* [Attività da svolgere]:
(a) Trascrivi alla lettera il passo dell'articolo sul Registro genovese delle unioni civili compreso tra "Le prime coppie dello" e "il silenzio totale.", estremi inclusi.
(b) Secondo l'articolo sul Registro genovese delle unioni civili, da quale data le prime coppie hanno cominciato ad aderire al registro?
(c) Prosegui l'articolo sul Registro genovese delle unioni civili a partire dall'ultima frase riportata.

====== Articolo ======

Sono 57 le coppie che hanno fin qui aderito al Registro genovese. Di queste 35 sono composte da persone di sesso diverso e 22 dello stesso sesso (12 maschili, 10 femminili), per un totale complessivo di 28 figli. Cosa è stato fatto? E cosa ancora bisogna fare?
Che Genova avesse il proprio Registro delle unioni civili lo avevano ormai dimenticato quasi tutti. Eppure è passato solo poco più di un anno da quando le prime coppie, di sesso opposto o uguale, hanno potuto iscriversi in questo particolare albo che non crea un nuovo status – operazione che non sarebbe consentita dal codice civile – ma sancisce una serie di possibilità prevalentemente a fini certificativi. Le coppie inserite in questo registro, ad esempio, hanno avuto l’accesso a diritti previsti dall’assistenza ospedaliera, carceraria, al subentro in contratti d’affitto, all’ingresso nelle graduatorie per gli alloggi popolari e, anche, a tutto ciò che possa riguardare prove e documentazioni nell’ambito di risarcimento del danno ai fini assicurativi. Come previsto poco più di un anno fa, insomma, in tutti i regolamenti comunali le coppie unite civilmente sono state totalmente equiparate a quelle legate da vincolo matrimoniale, senza bisogno di apposite modifiche normative.
«Nonostante le possibilità siano ancora limitate – ha commentato l’assessore a Legalità e Diritti, Elena Fiorini – queste coppie si sono finalmente sentite parte di una comunità perché hanno potuto portare in sede pubblica il proprio vincolo affettivo».
Le prime coppie dello stesso sesso e di sessi differenti hanno iniziato ad aderire al registro a partire dal 20 luglio 2013. Dopodiché il silenzio totale.

====== Dati registrati ======

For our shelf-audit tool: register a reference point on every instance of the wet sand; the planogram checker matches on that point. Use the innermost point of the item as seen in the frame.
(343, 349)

======

* [Risposte alle attività]:
(a)
Le prime coppie dello stesso sesso e di sessi differenti hanno iniziato ad aderire al registro a partire dal 20 luglio 2013. Dopodiché il silenzio totale.

(b) Dal 20 luglio 2013.

(c)
C’è voluta l’iniziativa del gruppo consiliare di Sel affinché il tema tornasse alla ribalta. In realtà, la Commissione consiliare convocata ieri avrebbe dovuto fare chiarezza sulla possibilità di trascrizione in Italia, e a Genova in particolare, di matrimoni omosessuali contratti all’estero. Ma l’assessore Fiorini, in quota Lista Doria, ha colto l’occasione per fare anche il punto della situazione sul registro locale delle unioni civili.
Sono 57 le coppie che hanno fin qui aderito. Di queste, 35 sono composte da persone di sesso diverso e 22 dello stesso sesso (12 maschili, 10 femminili). Solo una coppia etero in questo periodo ha chiesto la cancellazione dal registro dopo esservi stata inserita. 17 sono, invece, le coppie con figli (compresa una coppia costituita da due donne) di cui 13 con figli propri e 6 con figli avuti da precedenti unioni, per un totale complessivo di 28 figli.
Viene smentito dai fatti, dunque, chi ritiene che la questione riguardi esclusivamente le coppie omosessuali, dato che il 61% delle unioni è rappresentato da persone di sesso opposto: un dato, peraltro, che secondo quanto riferito dall’assessore Fiorini è ancora più alto in altre realtà italiane.
Interessante anche vedere in che fascia di età abbia maggiormente attecchito il registro: il 38% delle persone che hanno chiesto di ufficializzare la propria unione civile ha tra i 36 e i 45 anni, il 23% tra i 46 e 55 anni, ben il 20% è rappresentato da giovani tra i 25 e 35 anni, mentre si scende al 14% tra i 56 e 65 anni e al 5% tra chi ha superato i 66 anni.
Certo, il valore assoluto di questi numeri non è molto significativo, soprattutto se consideriamo che, ogni mese, a fronte di 4/5 unioni civili si registrano 118 matrimoni.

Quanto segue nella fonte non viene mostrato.